'''

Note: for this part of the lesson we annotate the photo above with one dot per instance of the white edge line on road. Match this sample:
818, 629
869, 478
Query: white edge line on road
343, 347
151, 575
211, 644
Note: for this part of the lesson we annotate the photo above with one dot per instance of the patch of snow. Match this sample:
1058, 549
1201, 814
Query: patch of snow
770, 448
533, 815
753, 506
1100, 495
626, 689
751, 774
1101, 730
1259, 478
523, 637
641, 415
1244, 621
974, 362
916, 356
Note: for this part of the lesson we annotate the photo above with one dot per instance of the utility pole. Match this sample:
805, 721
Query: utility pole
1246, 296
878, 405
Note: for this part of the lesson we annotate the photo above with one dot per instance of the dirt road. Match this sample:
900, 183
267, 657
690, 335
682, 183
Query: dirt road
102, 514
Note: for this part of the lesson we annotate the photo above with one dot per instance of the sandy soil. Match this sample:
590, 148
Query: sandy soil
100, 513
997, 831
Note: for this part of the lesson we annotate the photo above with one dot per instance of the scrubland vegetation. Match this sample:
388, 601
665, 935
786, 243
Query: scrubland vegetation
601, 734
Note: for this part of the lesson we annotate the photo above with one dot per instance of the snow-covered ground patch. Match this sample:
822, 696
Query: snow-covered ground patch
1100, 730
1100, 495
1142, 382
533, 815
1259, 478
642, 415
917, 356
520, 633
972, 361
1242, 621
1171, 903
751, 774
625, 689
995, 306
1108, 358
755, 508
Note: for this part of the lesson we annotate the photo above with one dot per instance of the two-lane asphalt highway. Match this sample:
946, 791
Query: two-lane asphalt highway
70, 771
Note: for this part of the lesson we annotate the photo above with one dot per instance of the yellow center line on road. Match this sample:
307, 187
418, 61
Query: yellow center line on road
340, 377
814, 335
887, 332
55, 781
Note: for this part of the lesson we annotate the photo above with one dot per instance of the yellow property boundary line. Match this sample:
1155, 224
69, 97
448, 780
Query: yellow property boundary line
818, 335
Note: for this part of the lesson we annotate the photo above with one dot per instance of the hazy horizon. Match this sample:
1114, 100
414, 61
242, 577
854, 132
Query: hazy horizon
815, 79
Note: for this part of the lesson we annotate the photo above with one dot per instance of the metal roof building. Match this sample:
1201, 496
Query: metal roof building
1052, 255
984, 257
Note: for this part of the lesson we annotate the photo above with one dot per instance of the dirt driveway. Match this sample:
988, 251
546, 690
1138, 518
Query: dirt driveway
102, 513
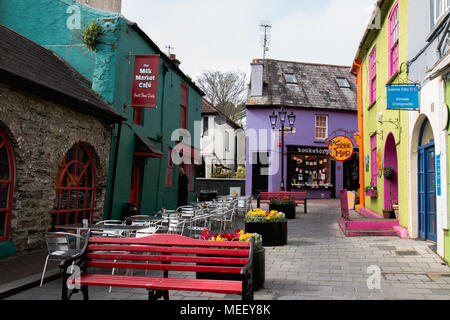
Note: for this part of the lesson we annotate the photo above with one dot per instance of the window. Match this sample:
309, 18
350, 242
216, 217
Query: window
170, 169
393, 41
136, 178
6, 185
373, 159
321, 127
137, 115
440, 8
373, 75
290, 78
227, 141
75, 187
205, 126
343, 83
183, 106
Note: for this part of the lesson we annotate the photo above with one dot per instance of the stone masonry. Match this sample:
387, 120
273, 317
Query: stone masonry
41, 132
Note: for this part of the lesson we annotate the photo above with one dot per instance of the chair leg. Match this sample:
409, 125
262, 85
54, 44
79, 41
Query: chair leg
43, 272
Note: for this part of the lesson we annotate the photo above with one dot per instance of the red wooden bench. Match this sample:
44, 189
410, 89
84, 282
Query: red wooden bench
164, 252
299, 197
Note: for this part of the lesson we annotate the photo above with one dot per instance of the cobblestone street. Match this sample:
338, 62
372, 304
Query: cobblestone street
319, 262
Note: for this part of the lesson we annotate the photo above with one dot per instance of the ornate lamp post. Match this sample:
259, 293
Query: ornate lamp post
273, 122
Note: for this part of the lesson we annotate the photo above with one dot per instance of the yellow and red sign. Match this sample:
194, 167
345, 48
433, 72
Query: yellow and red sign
341, 148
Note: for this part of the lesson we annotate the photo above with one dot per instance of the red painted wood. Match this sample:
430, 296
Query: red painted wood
172, 240
169, 267
218, 286
166, 258
137, 248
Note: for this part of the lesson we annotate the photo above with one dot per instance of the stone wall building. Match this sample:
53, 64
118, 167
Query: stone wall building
55, 137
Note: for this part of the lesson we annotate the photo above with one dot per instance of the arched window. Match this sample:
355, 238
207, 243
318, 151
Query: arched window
6, 185
75, 187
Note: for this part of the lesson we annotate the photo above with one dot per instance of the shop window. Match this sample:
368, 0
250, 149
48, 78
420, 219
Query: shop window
183, 106
136, 178
321, 127
75, 187
169, 169
138, 115
373, 75
6, 185
373, 160
312, 171
440, 8
393, 40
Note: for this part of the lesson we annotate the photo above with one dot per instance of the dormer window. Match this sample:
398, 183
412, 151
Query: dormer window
290, 78
343, 83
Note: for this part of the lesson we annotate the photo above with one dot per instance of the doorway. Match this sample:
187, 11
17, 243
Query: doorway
426, 183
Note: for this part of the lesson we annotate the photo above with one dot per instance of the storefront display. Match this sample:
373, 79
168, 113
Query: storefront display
309, 167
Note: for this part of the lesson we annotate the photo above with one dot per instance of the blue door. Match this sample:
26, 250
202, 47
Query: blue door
427, 193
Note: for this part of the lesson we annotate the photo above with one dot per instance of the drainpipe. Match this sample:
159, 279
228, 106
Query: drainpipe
113, 181
357, 71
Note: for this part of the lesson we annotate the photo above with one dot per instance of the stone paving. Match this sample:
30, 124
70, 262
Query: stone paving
320, 263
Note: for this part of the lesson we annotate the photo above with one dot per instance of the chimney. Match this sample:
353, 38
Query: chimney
256, 79
173, 57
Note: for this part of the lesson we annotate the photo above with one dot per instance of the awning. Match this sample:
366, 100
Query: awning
144, 148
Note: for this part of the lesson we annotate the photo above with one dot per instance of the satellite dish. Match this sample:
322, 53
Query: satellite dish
219, 120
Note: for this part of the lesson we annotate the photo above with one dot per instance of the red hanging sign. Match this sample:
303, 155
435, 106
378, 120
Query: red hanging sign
145, 79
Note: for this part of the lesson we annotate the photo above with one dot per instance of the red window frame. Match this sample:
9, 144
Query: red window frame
137, 115
373, 75
136, 178
4, 143
75, 187
190, 172
373, 160
394, 40
183, 106
169, 169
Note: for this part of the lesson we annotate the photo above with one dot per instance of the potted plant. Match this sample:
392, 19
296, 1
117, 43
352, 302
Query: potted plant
272, 226
285, 205
389, 174
259, 270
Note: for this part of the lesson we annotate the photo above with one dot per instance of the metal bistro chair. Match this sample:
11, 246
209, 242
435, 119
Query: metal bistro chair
59, 247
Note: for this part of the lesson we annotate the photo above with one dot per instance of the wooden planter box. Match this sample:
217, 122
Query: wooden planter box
273, 233
259, 271
287, 209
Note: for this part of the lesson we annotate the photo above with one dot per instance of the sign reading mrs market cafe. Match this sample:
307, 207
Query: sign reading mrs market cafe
341, 148
145, 79
403, 97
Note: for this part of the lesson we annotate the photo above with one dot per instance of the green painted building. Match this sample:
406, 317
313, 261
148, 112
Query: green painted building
142, 167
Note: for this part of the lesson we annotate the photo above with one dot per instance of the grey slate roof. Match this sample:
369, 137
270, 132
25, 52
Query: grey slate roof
316, 86
28, 65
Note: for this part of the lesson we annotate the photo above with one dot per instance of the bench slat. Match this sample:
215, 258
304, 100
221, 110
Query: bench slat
218, 286
137, 248
168, 267
166, 258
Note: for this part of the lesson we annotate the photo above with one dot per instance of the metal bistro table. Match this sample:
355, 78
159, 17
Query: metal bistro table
79, 228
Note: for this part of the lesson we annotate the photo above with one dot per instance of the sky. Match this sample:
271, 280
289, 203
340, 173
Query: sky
225, 35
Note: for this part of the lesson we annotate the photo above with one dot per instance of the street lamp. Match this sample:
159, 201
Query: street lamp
273, 122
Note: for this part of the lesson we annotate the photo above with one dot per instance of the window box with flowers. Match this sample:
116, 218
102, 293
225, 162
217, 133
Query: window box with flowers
272, 226
258, 259
371, 191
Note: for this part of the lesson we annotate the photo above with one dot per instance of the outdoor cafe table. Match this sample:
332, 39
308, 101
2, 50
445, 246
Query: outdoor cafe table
79, 227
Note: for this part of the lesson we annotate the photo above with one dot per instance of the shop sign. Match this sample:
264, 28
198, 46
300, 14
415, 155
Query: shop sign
145, 79
403, 97
341, 148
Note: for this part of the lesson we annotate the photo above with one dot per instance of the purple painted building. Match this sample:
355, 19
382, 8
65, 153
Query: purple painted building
323, 99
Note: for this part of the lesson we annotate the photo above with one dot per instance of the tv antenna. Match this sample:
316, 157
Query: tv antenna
265, 39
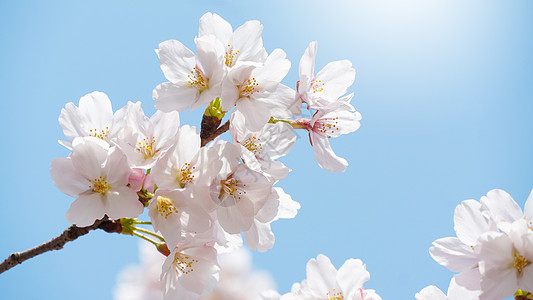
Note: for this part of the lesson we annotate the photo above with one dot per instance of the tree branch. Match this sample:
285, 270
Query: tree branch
71, 233
220, 130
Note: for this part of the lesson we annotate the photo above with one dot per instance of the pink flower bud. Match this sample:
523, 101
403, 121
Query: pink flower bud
136, 179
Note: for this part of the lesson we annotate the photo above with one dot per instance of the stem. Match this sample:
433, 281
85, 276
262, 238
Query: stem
149, 232
220, 130
71, 233
143, 222
145, 238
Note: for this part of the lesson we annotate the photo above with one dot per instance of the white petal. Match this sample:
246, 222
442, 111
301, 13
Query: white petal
326, 158
247, 40
213, 24
66, 179
528, 207
86, 209
123, 202
431, 293
351, 276
502, 206
176, 60
96, 107
170, 97
259, 237
307, 62
337, 77
256, 114
236, 218
321, 275
469, 222
453, 254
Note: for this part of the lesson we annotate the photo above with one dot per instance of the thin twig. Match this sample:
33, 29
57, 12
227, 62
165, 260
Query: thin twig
71, 233
220, 130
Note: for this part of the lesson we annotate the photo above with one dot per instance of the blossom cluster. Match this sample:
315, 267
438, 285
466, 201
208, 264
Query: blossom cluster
239, 281
492, 253
203, 196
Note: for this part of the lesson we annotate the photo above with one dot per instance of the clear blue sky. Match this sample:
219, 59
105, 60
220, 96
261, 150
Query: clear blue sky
444, 87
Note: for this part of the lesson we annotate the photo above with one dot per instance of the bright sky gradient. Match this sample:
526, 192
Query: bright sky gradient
445, 89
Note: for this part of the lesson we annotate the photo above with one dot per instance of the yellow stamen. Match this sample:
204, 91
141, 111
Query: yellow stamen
99, 185
165, 207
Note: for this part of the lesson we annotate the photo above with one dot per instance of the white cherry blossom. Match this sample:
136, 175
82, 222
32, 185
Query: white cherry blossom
505, 210
255, 90
186, 164
96, 174
237, 278
279, 205
144, 139
141, 282
506, 262
333, 120
455, 292
189, 271
92, 117
271, 142
457, 253
245, 44
328, 85
194, 80
325, 282
172, 211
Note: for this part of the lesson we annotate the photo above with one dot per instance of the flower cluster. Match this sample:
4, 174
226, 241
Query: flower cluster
492, 252
325, 282
239, 281
203, 197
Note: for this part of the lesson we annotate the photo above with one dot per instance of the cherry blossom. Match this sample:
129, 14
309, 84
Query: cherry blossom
333, 120
190, 270
255, 90
144, 139
455, 292
328, 85
93, 117
271, 142
96, 174
172, 211
194, 80
325, 282
245, 44
506, 261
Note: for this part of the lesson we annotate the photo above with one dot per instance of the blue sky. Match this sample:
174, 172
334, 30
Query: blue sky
444, 88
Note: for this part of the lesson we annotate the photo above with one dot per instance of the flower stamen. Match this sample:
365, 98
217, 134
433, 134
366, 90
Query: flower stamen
197, 80
99, 185
519, 262
165, 207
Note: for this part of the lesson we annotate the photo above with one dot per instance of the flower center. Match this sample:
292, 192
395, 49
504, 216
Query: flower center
99, 185
197, 80
326, 126
249, 88
185, 175
146, 147
230, 187
165, 207
183, 263
519, 262
334, 295
229, 57
318, 86
253, 144
102, 134
529, 224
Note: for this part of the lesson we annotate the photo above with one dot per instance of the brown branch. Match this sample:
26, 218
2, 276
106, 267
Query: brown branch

'''

** EXERCISE PROMPT **
Replace every "flower" with "bloom" in the stretch of entries from the line containing "the white cherry" through the end of the entries, and reproduce those lines with nothing else changed.

** CORRECT OUTPUT **
Note: for this part of the lesson we annotate the photo above with one dot per instance of the white cherry blossom. Match this sample:
136, 175
82, 222
32, 185
Query: white cherry blossom
505, 210
255, 90
186, 164
96, 174
237, 278
279, 205
144, 139
141, 282
506, 262
333, 120
455, 292
189, 271
92, 117
271, 142
457, 253
245, 44
328, 85
194, 80
325, 282
172, 211
Note: for this part of the lesson we annotate the photo above with one dot per instance of the bloom cluster. Match this sample:
4, 174
226, 241
Query: bloom cluster
492, 252
325, 282
239, 281
203, 197
Note: for this part of the lesson we annotate the photo above with one dot per instance of the cherry blossom. Match this sample:
129, 14
309, 84
Query: cherry blossom
333, 120
190, 270
255, 90
144, 139
455, 292
328, 85
93, 117
271, 142
96, 174
172, 211
194, 80
325, 282
245, 44
506, 261
Note: for this part of the lesson we annotate the photo above with one dot per instance of the blue sky. Match this sample:
174, 172
334, 30
Query: blue sky
444, 88
Note: for this part of the lesson we annotate the photo above with one dot per instance of the bloom stamen. Match this sample:
365, 98
217, 134
433, 134
366, 90
Query: bloom stamen
197, 80
99, 185
519, 262
165, 207
Note: for this part of the lesson we annotate the photo above with one dot per instance of the bloom center. Match this sample:
292, 192
395, 49
504, 216
Query: bloom center
99, 185
197, 80
326, 126
249, 88
185, 175
146, 147
230, 187
165, 207
183, 263
519, 262
334, 295
229, 57
318, 86
253, 144
102, 134
529, 224
Note: for this part of the lesson we annotate the photo above with one dot per instance of the brown branch. Match this sample:
26, 218
2, 276
106, 267
Query: brown branch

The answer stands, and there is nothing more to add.